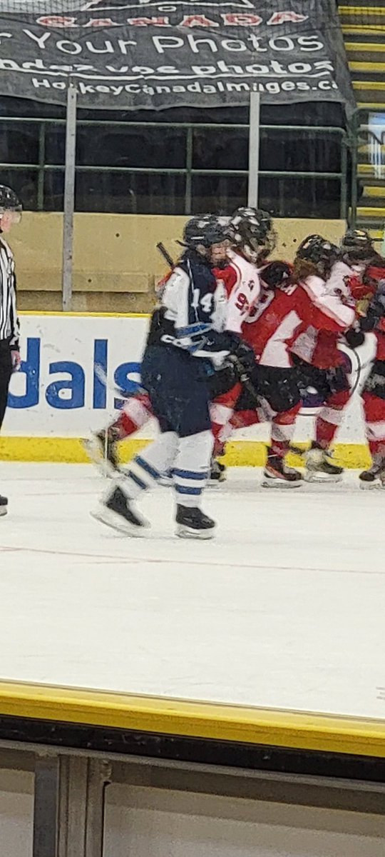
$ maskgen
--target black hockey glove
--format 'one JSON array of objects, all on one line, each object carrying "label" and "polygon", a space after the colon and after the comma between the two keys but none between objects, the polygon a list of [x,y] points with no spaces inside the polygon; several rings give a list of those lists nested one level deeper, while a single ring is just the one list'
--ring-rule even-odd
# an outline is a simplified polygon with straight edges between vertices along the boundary
[{"label": "black hockey glove", "polygon": [[247,381],[255,367],[255,354],[251,345],[235,334],[230,334],[232,341],[229,344],[230,354],[228,363],[232,364],[240,381]]}]

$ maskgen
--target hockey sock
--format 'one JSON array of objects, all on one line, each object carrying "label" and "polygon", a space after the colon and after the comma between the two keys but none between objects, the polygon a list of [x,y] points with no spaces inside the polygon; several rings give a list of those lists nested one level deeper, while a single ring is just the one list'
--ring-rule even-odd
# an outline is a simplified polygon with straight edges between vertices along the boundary
[{"label": "hockey sock", "polygon": [[179,439],[173,477],[176,501],[181,506],[199,506],[206,484],[213,448],[210,431]]},{"label": "hockey sock", "polygon": [[117,428],[119,440],[123,440],[141,428],[152,417],[150,399],[146,393],[127,399],[112,427]]},{"label": "hockey sock", "polygon": [[135,500],[143,491],[153,488],[161,475],[171,467],[177,448],[178,435],[175,432],[164,432],[140,455],[135,455],[128,472],[120,482],[127,497]]},{"label": "hockey sock", "polygon": [[323,449],[329,449],[342,422],[344,409],[350,399],[349,390],[334,393],[316,420],[316,440]]},{"label": "hockey sock", "polygon": [[234,387],[218,396],[210,405],[210,415],[211,417],[211,431],[215,440],[221,437],[223,440],[223,428],[230,422],[233,417],[234,409],[242,391],[241,384],[235,384]]},{"label": "hockey sock", "polygon": [[364,393],[366,438],[372,458],[385,455],[385,400],[371,393]]},{"label": "hockey sock", "polygon": [[271,453],[283,458],[293,440],[295,421],[300,411],[301,403],[294,405],[289,411],[273,417],[271,424]]}]

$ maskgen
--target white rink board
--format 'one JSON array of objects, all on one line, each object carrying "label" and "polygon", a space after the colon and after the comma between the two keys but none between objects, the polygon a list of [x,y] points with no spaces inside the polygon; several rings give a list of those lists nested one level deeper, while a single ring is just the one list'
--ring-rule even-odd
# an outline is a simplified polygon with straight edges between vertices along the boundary
[{"label": "white rink board", "polygon": [[[149,320],[143,316],[26,315],[21,317],[21,371],[11,380],[4,435],[83,437],[104,425],[115,411],[115,394],[95,375],[99,363],[109,382],[128,377],[139,381]],[[359,350],[364,366],[373,343]],[[353,365],[357,360],[352,356]],[[296,440],[311,432],[312,411],[299,420]],[[27,417],[27,419],[26,419]],[[151,437],[152,423],[141,436]],[[266,440],[266,426],[236,433],[235,439]],[[340,443],[364,444],[359,396],[346,411],[338,435]]]},{"label": "white rink board", "polygon": [[353,471],[288,496],[234,468],[194,543],[169,488],[129,539],[90,516],[92,467],[0,462],[0,679],[385,717],[385,495]]}]

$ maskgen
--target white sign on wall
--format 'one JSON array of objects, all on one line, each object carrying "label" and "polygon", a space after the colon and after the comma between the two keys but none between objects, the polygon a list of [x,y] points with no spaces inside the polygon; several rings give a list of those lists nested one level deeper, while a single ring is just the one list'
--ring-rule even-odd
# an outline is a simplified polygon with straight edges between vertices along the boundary
[{"label": "white sign on wall", "polygon": [[[114,385],[134,391],[149,319],[145,315],[27,315],[21,317],[21,371],[13,375],[3,434],[33,437],[84,437],[105,425],[119,399]],[[347,350],[348,351],[348,350]],[[357,371],[368,371],[373,339],[350,354],[352,381]],[[96,369],[101,367],[102,373]],[[103,374],[107,376],[104,381]],[[311,398],[309,404],[311,404]],[[297,440],[311,431],[314,409],[304,409]],[[309,416],[310,415],[310,416]],[[151,437],[153,424],[141,434]],[[266,426],[237,432],[235,439],[264,440]],[[353,396],[338,440],[364,443],[364,432],[358,391]]]}]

WRITTEN TASK
Quote every record above exactly, omitting any pictures they contain.

RESULT BELOW
$ maskgen
--target black hockey glove
--format 'one JSON array of objects, all on one line, each object carrying "label" and "polygon", a space after the colon and after the comma between the two keys but none between objects, the polygon a list of [x,y] points with no spaces inside the polygon; several rings give a list of those lists nested one level deeper, while a single ring is just the one list'
--ring-rule even-odd
# an outline is a simplified polygon with straight edges between vertices along the boundary
[{"label": "black hockey glove", "polygon": [[247,381],[255,367],[255,354],[251,345],[235,334],[230,334],[232,341],[229,344],[230,354],[228,363],[232,364],[240,381]]}]

$ maskgen
--target hockey sock
--format 'one JSON array of objects, all on one line, each object carrying "label" and "polygon", a space after the colon and after the comma between the two keys but none between objects, the polygon a list of [x,y] points with no spaces inside the polygon; several rings give a list of those lists nested one level deeper, while a single ring is just the one list'
--ring-rule even-odd
# an outline is a simplified polygon with straight edges between vertices along the boundary
[{"label": "hockey sock", "polygon": [[179,439],[173,477],[176,501],[181,506],[199,506],[206,484],[213,448],[210,431]]},{"label": "hockey sock", "polygon": [[117,428],[119,440],[123,440],[141,428],[152,417],[150,399],[146,393],[127,399],[112,427]]},{"label": "hockey sock", "polygon": [[135,500],[143,491],[153,488],[161,475],[171,467],[177,448],[178,435],[175,432],[164,432],[140,455],[135,455],[128,472],[120,482],[127,497]]},{"label": "hockey sock", "polygon": [[323,449],[329,449],[342,422],[344,409],[350,399],[349,390],[334,393],[316,420],[316,440]]},{"label": "hockey sock", "polygon": [[234,387],[218,396],[210,405],[210,415],[211,417],[211,431],[215,440],[221,437],[223,440],[223,428],[230,422],[233,417],[234,409],[242,391],[241,384],[235,384]]},{"label": "hockey sock", "polygon": [[364,393],[366,438],[372,458],[385,455],[385,400],[371,393]]},{"label": "hockey sock", "polygon": [[271,453],[283,458],[293,440],[295,421],[300,411],[301,403],[294,405],[289,411],[273,417],[271,424]]}]

$ maskgen
--target white rink board
--format 'one JSON array of objects, all on one line, each object carrying "label" and "polygon", a space after the colon and after the comma between the two keys but none between objects, the polygon a list of [x,y] points with no spaces inside the polygon; several rings give a list of those lists nested one level deeper, while a single ring is just the one list'
--ring-rule even-odd
# an outline is a simplified polygon with straight edges between vertices along the boundary
[{"label": "white rink board", "polygon": [[[149,320],[143,316],[26,315],[21,317],[21,371],[11,380],[4,435],[83,437],[104,425],[115,411],[115,394],[95,375],[99,363],[109,382],[128,377],[139,381]],[[359,350],[364,366],[373,343]],[[353,365],[357,360],[352,356]],[[296,440],[311,432],[312,411],[299,420]],[[27,417],[27,419],[26,419]],[[151,437],[152,423],[141,436]],[[266,440],[266,426],[236,433],[235,439]],[[340,443],[364,444],[359,396],[346,411],[338,435]]]},{"label": "white rink board", "polygon": [[353,471],[288,496],[234,468],[194,543],[169,488],[129,539],[90,516],[92,467],[0,462],[0,679],[385,717],[385,495]]}]

$ maskgen
--target white sign on wall
--format 'one JSON array of objects, all on one line, each object carrying "label" and "polygon", a space after the colon and after the comma between the two keys but none between objects, the polygon a list of [x,y] points with no spaces inside the polygon; several rings give a list of those lists nested one level deeper, while a single ring is just the one list'
--ring-rule even-odd
# an outline is a simplified polygon with straight edges between vertices along the boundary
[{"label": "white sign on wall", "polygon": [[[114,385],[134,391],[149,319],[145,315],[27,315],[21,317],[21,371],[13,375],[3,434],[33,437],[84,437],[105,425],[119,399]],[[347,350],[348,351],[348,350]],[[357,371],[368,371],[373,339],[350,354],[352,381]],[[96,369],[101,367],[102,373]],[[103,374],[107,376],[104,381]],[[311,398],[309,404],[311,404]],[[297,440],[311,431],[314,409],[304,409]],[[309,416],[310,415],[310,416]],[[151,437],[153,424],[141,434]],[[266,426],[237,432],[235,439],[264,440]],[[353,396],[338,440],[364,443],[364,432],[358,391]]]}]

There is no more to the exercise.